ABOUT THIS EXERCISE – All records below are to be repeated precisely, with nothing added.

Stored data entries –
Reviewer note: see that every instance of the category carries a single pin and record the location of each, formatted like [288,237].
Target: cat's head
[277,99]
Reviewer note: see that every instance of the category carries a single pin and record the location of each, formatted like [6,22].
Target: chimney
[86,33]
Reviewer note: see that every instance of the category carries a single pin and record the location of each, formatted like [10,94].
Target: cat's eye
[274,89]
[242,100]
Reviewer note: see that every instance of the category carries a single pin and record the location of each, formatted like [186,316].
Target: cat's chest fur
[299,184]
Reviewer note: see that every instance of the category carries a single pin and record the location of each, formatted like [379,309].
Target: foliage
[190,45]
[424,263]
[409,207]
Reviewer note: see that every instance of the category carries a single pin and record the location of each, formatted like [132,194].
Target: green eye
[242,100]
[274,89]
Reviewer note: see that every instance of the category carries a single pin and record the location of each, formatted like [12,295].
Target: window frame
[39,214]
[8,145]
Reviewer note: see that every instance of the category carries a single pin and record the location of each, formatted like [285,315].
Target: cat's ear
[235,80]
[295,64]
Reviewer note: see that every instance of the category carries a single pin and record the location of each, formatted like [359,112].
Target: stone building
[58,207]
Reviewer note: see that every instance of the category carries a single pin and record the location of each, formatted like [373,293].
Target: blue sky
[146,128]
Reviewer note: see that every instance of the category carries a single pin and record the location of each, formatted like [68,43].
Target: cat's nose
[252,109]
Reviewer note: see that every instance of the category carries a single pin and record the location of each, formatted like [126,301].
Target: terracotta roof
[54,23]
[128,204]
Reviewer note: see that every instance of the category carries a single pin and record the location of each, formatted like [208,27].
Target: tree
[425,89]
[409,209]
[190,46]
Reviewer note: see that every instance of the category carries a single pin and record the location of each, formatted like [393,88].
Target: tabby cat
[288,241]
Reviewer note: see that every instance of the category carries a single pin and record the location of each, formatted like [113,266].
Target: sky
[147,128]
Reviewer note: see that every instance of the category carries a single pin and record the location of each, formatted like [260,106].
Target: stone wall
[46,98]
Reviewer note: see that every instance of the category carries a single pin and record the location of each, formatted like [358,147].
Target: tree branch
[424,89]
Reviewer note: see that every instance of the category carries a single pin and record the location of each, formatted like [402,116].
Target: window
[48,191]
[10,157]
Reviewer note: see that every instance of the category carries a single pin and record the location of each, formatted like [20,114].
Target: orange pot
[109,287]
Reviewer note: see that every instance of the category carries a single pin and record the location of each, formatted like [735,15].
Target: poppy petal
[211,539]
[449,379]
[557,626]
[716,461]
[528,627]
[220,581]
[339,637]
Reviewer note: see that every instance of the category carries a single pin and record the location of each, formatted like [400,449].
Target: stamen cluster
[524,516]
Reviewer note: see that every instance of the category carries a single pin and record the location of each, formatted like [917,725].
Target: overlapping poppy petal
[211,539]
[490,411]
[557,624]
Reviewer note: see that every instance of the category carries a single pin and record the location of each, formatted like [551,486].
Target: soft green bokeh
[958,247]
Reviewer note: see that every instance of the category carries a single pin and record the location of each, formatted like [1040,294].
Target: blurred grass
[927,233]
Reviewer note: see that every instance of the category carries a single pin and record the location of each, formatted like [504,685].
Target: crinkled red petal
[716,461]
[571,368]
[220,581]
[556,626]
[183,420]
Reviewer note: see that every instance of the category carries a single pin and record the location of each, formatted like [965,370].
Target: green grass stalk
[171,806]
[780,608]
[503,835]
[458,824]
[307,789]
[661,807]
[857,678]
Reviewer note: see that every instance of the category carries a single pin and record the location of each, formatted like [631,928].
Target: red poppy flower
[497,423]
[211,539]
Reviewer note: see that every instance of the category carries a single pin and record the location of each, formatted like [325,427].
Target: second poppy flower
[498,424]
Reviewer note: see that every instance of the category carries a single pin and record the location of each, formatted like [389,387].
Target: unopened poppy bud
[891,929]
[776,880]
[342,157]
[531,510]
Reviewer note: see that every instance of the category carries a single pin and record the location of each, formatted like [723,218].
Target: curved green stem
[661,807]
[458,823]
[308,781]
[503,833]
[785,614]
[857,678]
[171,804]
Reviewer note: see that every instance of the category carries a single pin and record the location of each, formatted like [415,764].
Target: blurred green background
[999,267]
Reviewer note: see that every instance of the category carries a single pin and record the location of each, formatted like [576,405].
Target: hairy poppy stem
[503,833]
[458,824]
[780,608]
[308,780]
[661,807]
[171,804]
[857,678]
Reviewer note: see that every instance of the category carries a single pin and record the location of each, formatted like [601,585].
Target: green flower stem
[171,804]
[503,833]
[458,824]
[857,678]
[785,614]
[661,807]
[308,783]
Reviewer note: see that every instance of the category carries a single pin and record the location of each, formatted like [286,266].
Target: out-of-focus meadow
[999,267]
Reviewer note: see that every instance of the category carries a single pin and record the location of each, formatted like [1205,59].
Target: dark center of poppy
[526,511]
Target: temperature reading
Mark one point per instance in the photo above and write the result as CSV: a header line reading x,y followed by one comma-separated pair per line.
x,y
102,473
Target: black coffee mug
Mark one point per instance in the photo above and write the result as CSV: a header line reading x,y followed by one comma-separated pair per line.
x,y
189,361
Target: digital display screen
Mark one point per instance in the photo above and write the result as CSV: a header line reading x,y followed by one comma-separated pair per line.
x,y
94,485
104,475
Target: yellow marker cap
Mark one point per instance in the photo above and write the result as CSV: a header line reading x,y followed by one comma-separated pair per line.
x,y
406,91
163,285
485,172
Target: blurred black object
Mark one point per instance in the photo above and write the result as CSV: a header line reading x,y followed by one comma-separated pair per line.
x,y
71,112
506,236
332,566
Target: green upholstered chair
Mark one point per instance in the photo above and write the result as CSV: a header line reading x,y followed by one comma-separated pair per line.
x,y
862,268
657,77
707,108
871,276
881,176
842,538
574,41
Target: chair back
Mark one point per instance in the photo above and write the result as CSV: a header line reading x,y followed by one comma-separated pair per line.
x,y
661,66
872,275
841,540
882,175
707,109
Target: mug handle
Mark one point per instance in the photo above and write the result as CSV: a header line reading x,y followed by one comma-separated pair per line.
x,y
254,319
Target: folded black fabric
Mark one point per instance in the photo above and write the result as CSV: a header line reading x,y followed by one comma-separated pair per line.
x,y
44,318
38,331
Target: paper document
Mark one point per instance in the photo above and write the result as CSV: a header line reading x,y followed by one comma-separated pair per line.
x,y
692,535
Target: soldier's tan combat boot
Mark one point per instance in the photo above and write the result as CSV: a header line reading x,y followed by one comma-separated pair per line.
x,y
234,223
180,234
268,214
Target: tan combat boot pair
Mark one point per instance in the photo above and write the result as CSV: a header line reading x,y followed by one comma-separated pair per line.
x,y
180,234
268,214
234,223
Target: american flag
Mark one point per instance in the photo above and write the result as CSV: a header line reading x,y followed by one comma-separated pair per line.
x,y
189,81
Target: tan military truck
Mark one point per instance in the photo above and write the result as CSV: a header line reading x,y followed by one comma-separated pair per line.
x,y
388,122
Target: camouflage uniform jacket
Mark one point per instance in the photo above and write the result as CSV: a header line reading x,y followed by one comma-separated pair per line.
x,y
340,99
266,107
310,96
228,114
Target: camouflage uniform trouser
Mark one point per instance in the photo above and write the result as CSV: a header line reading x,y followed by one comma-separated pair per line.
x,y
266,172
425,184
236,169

RESULT BELOW –
Reviewer note: see that every instance of the category carries a single pin and record the location of each, formatted like [288,237].
Target: cat's head
[277,99]
Reviewer note: see that every instance of the category carries a single pin and record the location of each, formatted like [6,22].
Target: chimney
[86,33]
Reviewer note: see that every instance of the category carries a single pin and record the location of each, formatted like [10,94].
Target: cat's eye
[274,89]
[242,100]
Reviewer note: see that every instance of the category carries a single pin and record the location of each, formatted like [186,316].
Target: cat's chest fur
[299,184]
Reviewer note: see that every instance of the category carries a single pin and record the location of each, formatted like [379,309].
Target: foliage
[190,45]
[424,263]
[409,207]
Reviewer note: see that every instance of the category carries a single pin and record the location of each, formatted like [132,194].
Target: green eye
[242,100]
[274,89]
Reviewer note: see that every instance of the category carries a single pin and record the location of each, formatted like [12,295].
Target: window frame
[39,214]
[8,145]
Reviewer note: see that every instance of the category carries a single pin and record the location of each, formatted like [285,315].
Target: cat's ear
[235,80]
[295,64]
Reviewer note: see that every instance of the category carries a single pin and record the location of each, formatted like [359,112].
Target: stone building
[58,207]
Reviewer note: see that every instance of the category carries a single pin and record the location of each, formatted like [373,293].
Target: blue sky
[146,128]
Reviewer note: see that every instance of the category carries a single pin and record the location of each, formatted like [68,43].
Target: cat's nose
[252,109]
Reviewer note: see that every instance of the category carries a single pin and record the location of each, formatted like [126,301].
Target: terracotta roof
[54,23]
[128,204]
Reviewer note: see that every instance of the category carries a single pin and record the location of each, formatted like [208,27].
Target: tree
[425,89]
[409,209]
[190,46]
Reviewer note: see that every instance of the category carries a single pin and record the location of each, formatted like [393,88].
Target: tabby cat
[288,241]
Reviewer note: see that every instance of the category carries a single pin and record the location of each, formatted like [113,266].
Target: sky
[147,128]
Reviewer note: see that every instance of the category carries a single pin and record the location of each, formatted like [260,106].
Target: stone wall
[46,98]
Reviewer note: see that every instance of the category carries a single pin and record the location of each, formatted like [358,147].
Target: tree branch
[424,89]
Reviewer note: see that every instance of the category carries a single pin and record the location of each, formatted like [402,116].
Target: window
[48,191]
[10,157]
Reviewer note: see that every instance of the category carries a single pin and record the location of each, formatted like [20,114].
Target: orange pot
[109,287]
Reviewer note: see that every instance of the category carries a single pin and record the location of each, formatted like [735,15].
Target: poppy petal
[211,539]
[449,379]
[557,626]
[716,461]
[528,627]
[220,581]
[339,637]
Reviewer note: see that every instance of the category carries a single pin and record the location of each, formatted like [400,449].
Target: stamen cluster
[524,516]
Reviewer note: see that every instance of the category carries a single pin and record the location of each, formatted like [917,725].
Target: overlapping poppy petal
[211,539]
[490,411]
[557,624]
Reviewer note: see that every instance of the category carries a single pin and record the location of each, formatted like [551,486].
Target: soft green bokeh
[958,247]
Reviewer note: see that every instance of the category carries a single pin and record the location of each, formatted like [1040,294].
Target: blurred grass
[927,233]
Reviewer note: see that every instance of the category carries a single pin and record the location of each, formatted like [504,685].
Target: crinkled red petal
[716,461]
[571,368]
[220,581]
[556,626]
[183,420]
Reviewer note: see that every instance of the category carries a single pin and record the location of each, formatted like [965,370].
Target: green grass stalk
[171,806]
[780,608]
[503,835]
[458,824]
[307,789]
[661,807]
[857,678]
Reviewer note: see that every instance of the category carries a single pin and record the location of each, formatted like [631,928].
Target: red poppy flower
[497,423]
[211,539]
Reviewer note: see that every instance of the category carries a single pin and record the location of each, formatted like [325,427].
Target: second poppy flower
[498,424]
Reviewer note: see that every instance of the category carries a single pin and record the location of each, formatted like [389,387].
Target: unopened poppy bud
[891,929]
[776,880]
[342,157]
[531,510]
Reviewer note: see that every instance of the category carries a single pin and record the location of each, formatted like [723,218].
Target: curved green stem
[661,807]
[458,823]
[308,781]
[503,833]
[785,614]
[857,678]
[171,804]
Reviewer note: see that every instance of the category carries a single pin and record the location of each, formatted like [415,764].
Target: blurred green background
[999,267]
Reviewer note: see that every instance of the category carries a single pin and record the location of each, formatted like [576,405].
Target: hairy poppy stem
[503,833]
[458,824]
[780,608]
[308,780]
[661,807]
[171,804]
[857,678]
Reviewer note: see that every instance of the category carries a single pin and record the location of each, formatted like [601,585].
Target: green flower stem
[171,804]
[503,833]
[458,824]
[857,678]
[785,614]
[661,807]
[308,783]
Reviewer note: see that every instance of the category carries a single pin and record the location of each, formatted like [286,266].
Target: out-of-focus meadow
[999,267]
Reviewer note: see that every instance of the category carries a single pin and record the location of each, formatted like [1205,59].
Target: dark center of poppy
[526,511]
Target: temperature reading
Mark one point per instance in the photo above and write the result as CSV: a header line reading x,y followed by one comma-separated pair per line.
x,y
102,473
Target: black coffee mug
Mark one point per instance in the photo above and write the result as CSV: a header line reading x,y followed by one comma-separated pair per line.
x,y
189,361
Target: digital display screen
Mark one point per instance in the photo above and write the result as CSV: a header line reading x,y followed by one comma-separated pair per line.
x,y
94,485
104,475
Target: yellow marker cap
Mark one point per instance in the photo above and write the result as CSV: a header line reading x,y followed by one comma-separated pair per line.
x,y
406,91
163,285
485,172
Target: blurred black object
Mark one point per instance in the photo above and write the result as CSV: a header line reading x,y followed by one comma-separated pair per line.
x,y
71,112
506,236
332,566
Target: green upholstered chair
Mark one point per instance in the photo above and write the result as CSV: a header line reading x,y followed by one comma-separated pair per line.
x,y
862,268
657,77
707,108
871,276
881,176
842,538
574,41
Target: chair back
Mark one point per instance in the photo above and write the result as CSV: a header line reading x,y followed by one comma-separated pair per line.
x,y
661,66
872,275
841,540
882,175
707,109
Target: mug handle
Mark one point per instance in the photo above and write the result as CSV: a header line reading x,y followed by one comma-separated pair per line.
x,y
254,319
Target: folded black fabric
Mark one point per instance in the photo above and write the result as CSV: a header line reading x,y followed by one comma-separated pair per line.
x,y
44,318
38,331
Target: paper document
Mark one point per instance in the photo above and write the result as CSV: a header line reading x,y followed by one comma-separated pair per line.
x,y
692,535
Target: soldier's tan combat boot
Mark one point per instance in the photo above and write the result as CSV: a header line reading x,y followed by one comma-separated pair per line.
x,y
234,223
180,234
268,214
Target: tan combat boot pair
Mark one point per instance in the photo above and write the result as CSV: a header line reading x,y followed by one comma-separated pair per line.
x,y
180,234
268,214
234,223
Target: american flag
Mark one point per instance in the photo above and write the result as CSV: a header line reading x,y followed by one comma-separated pair per line.
x,y
189,81
Target: tan military truck
Mark one point per instance in the photo above and write the result as CSV: a header line reading x,y followed by one comma-separated pair per line.
x,y
388,122
Target: camouflage uniform jacket
Mark one point per instance in the photo above and write the result as CSV: a header line reading x,y followed by one comma-separated pair per line.
x,y
340,99
266,107
310,96
228,114
Target: camouflage uniform trouser
Mark one point per instance in the photo above and write the result as CSV: a header line reading x,y followed by one comma-separated pair per line.
x,y
266,172
425,184
236,169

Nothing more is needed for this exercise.